EXCERPTED TEXT:
2 Offshore Drillers In The Race For The OGNC 3-Year Contracts After Seadrill Drops Out – Seeking Alpha

Posted: May 28, 2017 at 8:02 am

Courtesy: The 6G ultra-deepwater drillship Platinum Explorer (Operational in 2010) owned by Vantage Drilling Inc (Private company).

Investment thesis:

The offshore drilling industry plays an important role in the oil and gas supply chain; no one can deny this basic principle even if the industry is now struggling through a strong downturn. Did you know that oil production from offshore locations represents about 29% of the global crude oil production in 2015, according to the EIA? This percentage has been nearly constant since 2005 and is expected to remain the same until 2040.

The bulk of the crude offshore production is still in the "shallow waters," which are generally cheaper and less technically challenging when compared to other offshore segments such as the deepwater and the ultra-deepwater.

However, this trend will gradually change according to Wood Mackenzie in early April 2017, who was claiming that deepwater developments are turning increasingly competitive, even compared to tight oil.

Angus Rodger, Asia-Pacific upstream research director at Wood Mackenzie, said: "We are at last beginning to see the first signs of recovery in deepwater, driven primarily by cost reduction and portfolio high-grading. Projects in the U.S. Gulf of Mexico in particular have made significant strides, with many reducing NPV15 break-evens from above $70/boe to below $50 per boe.

One important area that could help the offshore industry to survive this downturn is India offshore, which is the main topic of my article today. ONGC is active and is about to award three rigs on a three-year contract for its KG-DWN-98/2 block.

Description of the Krishna Godavari basin:

Total oil initially in place in the KG-DWN-98/2 block is estimated at 106 million cubic meters, production of only 26.71 million cubic meters is envisaged during 2019-2031.

Similarly, the gas initially in place is estimated at 69.57 billion cubic meters "BCM," of which only 51.33 BCM can be produced during 2018-34.

I - The ONGC tender.

On March 3, 2017, We learn from Upstream that ONGC is now close to award the three 3-year contracts.

Three leading international drilling contractors are poised to win three-year, deep-water rig contracts from India's Oil & Natural Gas Corporation (ONGC) for its flagship Block KG-DWN-98/2 development off the country's east coast.

ONGC requires two 1500-metre, dynamically positioned drillships or semi-submersibles in one category and a single anchor-moored rig capable of drilling in 600 meters of water in the second.

London-headquartered giant Seadrill and Singapore's Vantage Drilling are expected to win three-year rig charter contracts in the 1500-metre category, while Brazil's Queiroz Galvao Oil & Gas (QGOG) is likely to win a three-year rig contract in the 600-metre category, sources said.

On February 27, 2017, commercial bids were opened by ONGC and the results are indicated in a small table below:

Seadrill with its Subsidiarie Sevan Drilling.

Sevan Drilling ASA (SEVDR.OL) (OTCPK:SDRNF), listed on the Oslo stock exchange: Seadrill (NYSE:SDRL) owns 50.11% (14.897 million shares) of the company.

Semisubmersible Sevan Driller (2009)

Actually Ready stacked in Singapore

[Dropped out of the race]

Drillship Platinum Explorer

(2010)

Actually Ready stacked in India

Midwater Semisub Olinda Star

(1983)

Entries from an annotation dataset
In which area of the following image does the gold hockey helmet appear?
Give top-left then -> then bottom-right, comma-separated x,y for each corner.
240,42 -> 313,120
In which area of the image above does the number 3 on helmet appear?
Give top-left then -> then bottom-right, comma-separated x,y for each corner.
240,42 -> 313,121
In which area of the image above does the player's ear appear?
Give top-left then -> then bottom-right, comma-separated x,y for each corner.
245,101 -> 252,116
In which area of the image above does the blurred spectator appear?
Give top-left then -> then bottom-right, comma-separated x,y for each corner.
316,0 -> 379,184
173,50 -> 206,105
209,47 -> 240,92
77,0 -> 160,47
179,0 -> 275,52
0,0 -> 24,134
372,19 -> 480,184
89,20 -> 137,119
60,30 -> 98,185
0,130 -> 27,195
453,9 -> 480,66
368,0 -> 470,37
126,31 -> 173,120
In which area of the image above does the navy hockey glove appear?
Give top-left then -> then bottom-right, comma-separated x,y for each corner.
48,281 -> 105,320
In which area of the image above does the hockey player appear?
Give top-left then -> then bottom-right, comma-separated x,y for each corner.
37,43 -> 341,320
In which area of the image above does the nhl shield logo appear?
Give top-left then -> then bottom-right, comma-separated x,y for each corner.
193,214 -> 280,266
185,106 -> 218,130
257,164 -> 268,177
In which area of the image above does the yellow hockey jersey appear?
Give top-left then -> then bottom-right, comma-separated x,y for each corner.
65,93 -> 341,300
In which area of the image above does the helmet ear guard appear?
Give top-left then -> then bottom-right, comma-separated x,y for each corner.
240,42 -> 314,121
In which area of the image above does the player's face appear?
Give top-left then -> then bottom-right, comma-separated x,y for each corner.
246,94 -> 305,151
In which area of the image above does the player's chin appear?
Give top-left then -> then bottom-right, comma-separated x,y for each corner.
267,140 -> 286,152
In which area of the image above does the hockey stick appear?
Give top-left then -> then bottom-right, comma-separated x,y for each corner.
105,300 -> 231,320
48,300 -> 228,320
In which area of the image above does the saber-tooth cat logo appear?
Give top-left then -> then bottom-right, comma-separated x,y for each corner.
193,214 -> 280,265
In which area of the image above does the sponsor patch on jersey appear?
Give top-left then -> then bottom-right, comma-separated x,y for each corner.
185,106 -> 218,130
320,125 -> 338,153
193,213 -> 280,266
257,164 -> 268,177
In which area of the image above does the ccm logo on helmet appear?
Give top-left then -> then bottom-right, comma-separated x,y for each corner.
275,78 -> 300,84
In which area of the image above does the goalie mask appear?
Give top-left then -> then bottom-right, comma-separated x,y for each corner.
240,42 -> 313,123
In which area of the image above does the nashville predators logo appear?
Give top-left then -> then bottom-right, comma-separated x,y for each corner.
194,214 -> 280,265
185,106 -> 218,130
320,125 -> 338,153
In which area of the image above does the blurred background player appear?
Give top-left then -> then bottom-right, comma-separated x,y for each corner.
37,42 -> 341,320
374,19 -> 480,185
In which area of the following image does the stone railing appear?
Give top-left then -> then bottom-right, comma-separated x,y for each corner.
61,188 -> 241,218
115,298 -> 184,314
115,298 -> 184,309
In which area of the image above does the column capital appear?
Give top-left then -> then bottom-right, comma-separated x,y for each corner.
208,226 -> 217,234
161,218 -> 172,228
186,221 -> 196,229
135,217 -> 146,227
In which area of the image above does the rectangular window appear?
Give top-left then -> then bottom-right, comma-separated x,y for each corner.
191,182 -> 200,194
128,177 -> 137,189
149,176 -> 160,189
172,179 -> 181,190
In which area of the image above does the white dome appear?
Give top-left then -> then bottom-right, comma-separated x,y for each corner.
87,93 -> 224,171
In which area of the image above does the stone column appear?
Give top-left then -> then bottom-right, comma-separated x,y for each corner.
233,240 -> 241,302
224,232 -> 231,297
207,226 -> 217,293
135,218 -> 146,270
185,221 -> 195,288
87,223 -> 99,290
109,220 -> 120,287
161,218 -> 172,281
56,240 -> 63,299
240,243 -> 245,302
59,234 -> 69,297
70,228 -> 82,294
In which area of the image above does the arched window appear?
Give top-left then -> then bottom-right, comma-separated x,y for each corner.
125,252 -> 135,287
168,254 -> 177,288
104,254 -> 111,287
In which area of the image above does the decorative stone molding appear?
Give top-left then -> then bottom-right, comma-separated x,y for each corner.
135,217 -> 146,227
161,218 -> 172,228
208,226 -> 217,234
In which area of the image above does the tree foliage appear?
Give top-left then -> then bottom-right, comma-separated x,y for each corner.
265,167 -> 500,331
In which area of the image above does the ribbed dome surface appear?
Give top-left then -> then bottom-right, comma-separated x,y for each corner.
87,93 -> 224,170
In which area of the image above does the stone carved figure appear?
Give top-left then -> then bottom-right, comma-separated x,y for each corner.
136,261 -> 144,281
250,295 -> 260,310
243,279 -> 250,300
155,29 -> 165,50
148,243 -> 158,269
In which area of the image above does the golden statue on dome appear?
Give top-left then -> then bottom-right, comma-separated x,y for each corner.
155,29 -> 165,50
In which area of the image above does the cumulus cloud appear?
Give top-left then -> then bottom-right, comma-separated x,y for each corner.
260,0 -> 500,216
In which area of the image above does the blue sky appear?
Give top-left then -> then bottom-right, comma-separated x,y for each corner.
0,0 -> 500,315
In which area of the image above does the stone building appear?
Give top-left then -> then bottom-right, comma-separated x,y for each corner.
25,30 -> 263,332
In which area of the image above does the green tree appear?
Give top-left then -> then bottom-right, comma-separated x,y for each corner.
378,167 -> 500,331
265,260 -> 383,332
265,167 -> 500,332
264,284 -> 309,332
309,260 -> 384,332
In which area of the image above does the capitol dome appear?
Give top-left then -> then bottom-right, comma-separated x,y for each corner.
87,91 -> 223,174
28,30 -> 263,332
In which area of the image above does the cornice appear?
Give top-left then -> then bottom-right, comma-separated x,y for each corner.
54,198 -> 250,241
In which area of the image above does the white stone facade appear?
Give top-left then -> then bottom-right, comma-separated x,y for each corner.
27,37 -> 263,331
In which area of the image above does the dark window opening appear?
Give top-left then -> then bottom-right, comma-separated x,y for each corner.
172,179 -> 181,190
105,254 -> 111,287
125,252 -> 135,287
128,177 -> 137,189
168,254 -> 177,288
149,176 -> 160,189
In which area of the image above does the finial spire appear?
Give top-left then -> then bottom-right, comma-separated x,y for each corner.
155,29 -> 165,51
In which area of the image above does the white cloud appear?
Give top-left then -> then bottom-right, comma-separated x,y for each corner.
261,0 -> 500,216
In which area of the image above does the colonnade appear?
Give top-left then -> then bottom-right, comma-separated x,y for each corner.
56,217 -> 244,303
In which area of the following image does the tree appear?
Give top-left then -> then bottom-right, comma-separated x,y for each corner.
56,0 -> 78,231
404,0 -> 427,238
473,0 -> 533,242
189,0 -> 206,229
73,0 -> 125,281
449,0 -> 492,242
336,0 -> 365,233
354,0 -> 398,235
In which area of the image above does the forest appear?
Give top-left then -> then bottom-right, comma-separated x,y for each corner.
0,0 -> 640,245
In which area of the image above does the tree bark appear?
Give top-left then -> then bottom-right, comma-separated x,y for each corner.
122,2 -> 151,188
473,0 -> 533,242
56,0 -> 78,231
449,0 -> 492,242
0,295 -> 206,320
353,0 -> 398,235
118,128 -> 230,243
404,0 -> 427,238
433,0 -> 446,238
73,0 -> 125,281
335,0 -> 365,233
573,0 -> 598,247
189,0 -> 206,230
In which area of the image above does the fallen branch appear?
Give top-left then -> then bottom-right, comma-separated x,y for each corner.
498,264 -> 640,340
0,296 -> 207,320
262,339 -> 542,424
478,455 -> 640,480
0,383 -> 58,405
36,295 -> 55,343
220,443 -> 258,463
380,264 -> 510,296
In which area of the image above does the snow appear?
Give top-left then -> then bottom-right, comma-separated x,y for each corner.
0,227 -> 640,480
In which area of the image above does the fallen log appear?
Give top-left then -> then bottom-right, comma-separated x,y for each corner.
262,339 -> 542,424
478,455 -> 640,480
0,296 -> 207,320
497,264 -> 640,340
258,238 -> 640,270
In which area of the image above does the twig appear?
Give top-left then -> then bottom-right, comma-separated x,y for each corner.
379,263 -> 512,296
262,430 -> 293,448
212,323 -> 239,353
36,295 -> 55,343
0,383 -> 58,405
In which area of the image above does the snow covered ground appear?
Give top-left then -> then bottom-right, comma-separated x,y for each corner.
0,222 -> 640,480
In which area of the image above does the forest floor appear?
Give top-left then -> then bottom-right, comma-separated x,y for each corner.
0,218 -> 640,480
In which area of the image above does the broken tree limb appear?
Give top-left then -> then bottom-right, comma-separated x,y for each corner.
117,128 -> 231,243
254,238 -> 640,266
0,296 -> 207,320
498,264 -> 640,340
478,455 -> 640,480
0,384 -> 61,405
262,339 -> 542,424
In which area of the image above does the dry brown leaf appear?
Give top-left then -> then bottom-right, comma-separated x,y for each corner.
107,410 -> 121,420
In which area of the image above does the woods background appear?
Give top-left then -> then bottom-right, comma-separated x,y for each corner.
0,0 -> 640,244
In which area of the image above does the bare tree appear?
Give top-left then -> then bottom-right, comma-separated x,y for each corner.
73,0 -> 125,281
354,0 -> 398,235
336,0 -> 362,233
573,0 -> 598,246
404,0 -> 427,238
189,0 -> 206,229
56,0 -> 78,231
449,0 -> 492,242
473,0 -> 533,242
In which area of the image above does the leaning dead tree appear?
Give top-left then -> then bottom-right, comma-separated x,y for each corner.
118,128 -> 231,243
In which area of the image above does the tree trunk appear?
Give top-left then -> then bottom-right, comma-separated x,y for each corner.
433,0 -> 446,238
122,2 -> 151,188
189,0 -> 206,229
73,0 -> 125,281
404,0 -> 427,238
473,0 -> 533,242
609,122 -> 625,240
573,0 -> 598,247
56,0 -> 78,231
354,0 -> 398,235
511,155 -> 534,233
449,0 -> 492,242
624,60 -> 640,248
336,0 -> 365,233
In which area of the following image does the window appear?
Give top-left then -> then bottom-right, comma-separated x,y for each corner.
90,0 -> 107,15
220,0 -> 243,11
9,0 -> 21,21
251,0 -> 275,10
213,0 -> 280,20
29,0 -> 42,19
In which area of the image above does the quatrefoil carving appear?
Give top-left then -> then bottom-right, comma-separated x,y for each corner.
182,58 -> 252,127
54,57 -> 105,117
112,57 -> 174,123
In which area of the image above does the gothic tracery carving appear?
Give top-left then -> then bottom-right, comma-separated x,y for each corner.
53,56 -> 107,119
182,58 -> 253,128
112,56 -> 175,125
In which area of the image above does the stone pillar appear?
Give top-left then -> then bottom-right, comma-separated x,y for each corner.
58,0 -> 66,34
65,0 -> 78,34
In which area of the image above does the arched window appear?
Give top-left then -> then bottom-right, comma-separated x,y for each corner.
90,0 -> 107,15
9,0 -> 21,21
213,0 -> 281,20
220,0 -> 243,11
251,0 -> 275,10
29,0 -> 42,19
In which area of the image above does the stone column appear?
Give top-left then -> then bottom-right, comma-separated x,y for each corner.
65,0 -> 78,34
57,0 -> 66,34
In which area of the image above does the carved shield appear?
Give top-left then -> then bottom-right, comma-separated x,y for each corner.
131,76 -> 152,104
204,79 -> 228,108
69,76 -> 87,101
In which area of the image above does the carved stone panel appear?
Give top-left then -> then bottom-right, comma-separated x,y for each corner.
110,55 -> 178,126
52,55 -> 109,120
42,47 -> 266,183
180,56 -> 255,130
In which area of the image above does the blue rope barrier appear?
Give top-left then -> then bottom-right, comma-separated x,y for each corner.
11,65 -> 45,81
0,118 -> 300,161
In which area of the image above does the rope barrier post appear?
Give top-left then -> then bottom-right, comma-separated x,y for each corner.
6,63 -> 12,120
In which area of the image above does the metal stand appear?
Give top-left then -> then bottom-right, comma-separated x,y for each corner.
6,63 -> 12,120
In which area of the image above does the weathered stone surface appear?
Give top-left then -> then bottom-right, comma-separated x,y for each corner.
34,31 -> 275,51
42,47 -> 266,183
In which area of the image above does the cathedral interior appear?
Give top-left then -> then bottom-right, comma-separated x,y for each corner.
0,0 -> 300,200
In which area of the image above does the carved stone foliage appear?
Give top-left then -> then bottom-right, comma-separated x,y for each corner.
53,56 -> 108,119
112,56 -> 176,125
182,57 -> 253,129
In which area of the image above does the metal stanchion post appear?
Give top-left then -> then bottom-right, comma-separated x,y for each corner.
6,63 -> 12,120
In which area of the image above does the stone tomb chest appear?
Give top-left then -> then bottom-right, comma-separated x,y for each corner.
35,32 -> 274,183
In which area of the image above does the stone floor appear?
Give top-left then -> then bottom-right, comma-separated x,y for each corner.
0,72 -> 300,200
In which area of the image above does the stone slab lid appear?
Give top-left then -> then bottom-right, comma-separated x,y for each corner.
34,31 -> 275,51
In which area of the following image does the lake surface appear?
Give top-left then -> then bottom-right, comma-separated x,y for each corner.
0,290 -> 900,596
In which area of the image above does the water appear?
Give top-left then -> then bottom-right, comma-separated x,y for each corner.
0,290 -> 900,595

OBJECTIVE A: In the offshore drilling article, what share of global crude oil production came from offshore locations in 2015?
OBJECTIVE B: Rewrite the part of the listing that begins at the line containing "In which area of the image above does the goalie" and stops after the line containing "104,254 -> 111,287", putting "opening" wherever "window" appears and leaving everything else unchanged.

WORKED ANSWER A: About 29%.

WORKED ANSWER B:
In which area of the image above does the goalie mask appear?
Give top-left then -> then bottom-right, comma-separated x,y for each corner.
240,42 -> 313,123
In which area of the image above does the nashville predators logo appear?
Give top-left then -> then bottom-right, comma-separated x,y for each corner.
194,214 -> 280,265
185,106 -> 218,130
320,125 -> 338,153
In which area of the image above does the blurred background player appear?
Give top-left then -> then bottom-right, comma-separated x,y for each corner.
37,42 -> 341,320
374,19 -> 480,185
In which area of the following image does the stone railing appear?
Give top-left then -> then bottom-right, comma-separated x,y for each corner.
61,188 -> 241,218
115,298 -> 184,314
115,298 -> 184,309
In which area of the image above does the column capital appear?
Give top-left then -> then bottom-right, comma-separated x,y for each corner.
208,226 -> 217,234
161,218 -> 172,228
186,221 -> 196,229
135,217 -> 146,227
In which area of the image above does the rectangular opening appear?
Give top-left then -> then bottom-right, comma-separated x,y for each corner.
191,182 -> 200,194
128,177 -> 137,189
149,176 -> 160,189
172,179 -> 181,190
In which area of the image above does the white dome appear?
Give top-left then -> then bottom-right, comma-separated x,y for each corner.
87,93 -> 224,171
In which area of the image above does the stone column appear?
Give top-left then -> then bottom-right, comma-separated x,y for each corner.
233,240 -> 241,302
224,232 -> 231,297
207,226 -> 217,293
135,218 -> 146,270
185,221 -> 195,288
87,223 -> 99,290
109,220 -> 120,287
161,218 -> 172,281
56,240 -> 63,299
240,243 -> 245,302
59,234 -> 69,297
70,228 -> 82,294
In which area of the image above does the arched opening appear?
Give top-left then -> then bottom-right, comma-separated x,y for each corner.
125,252 -> 135,287
168,254 -> 177,288
104,254 -> 111,287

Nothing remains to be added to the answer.